What you should do. Keep the pictures out. Write out every line of the listing exactly.

Given information.
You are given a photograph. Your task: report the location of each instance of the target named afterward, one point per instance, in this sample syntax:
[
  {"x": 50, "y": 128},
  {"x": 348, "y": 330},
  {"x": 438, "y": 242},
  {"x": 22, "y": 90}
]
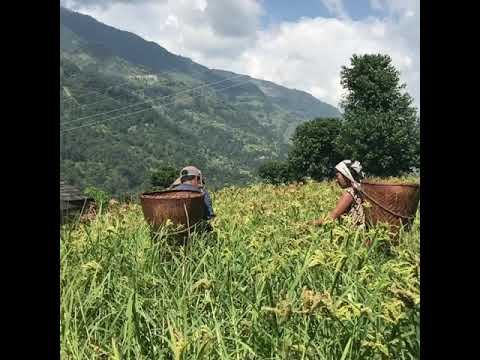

Expected answer.
You are given a photograph. Your task: report the location of each instance of the target named afterward, one point per instance, in this sample syntax:
[
  {"x": 50, "y": 128},
  {"x": 348, "y": 330},
  {"x": 438, "y": 242},
  {"x": 22, "y": 90}
]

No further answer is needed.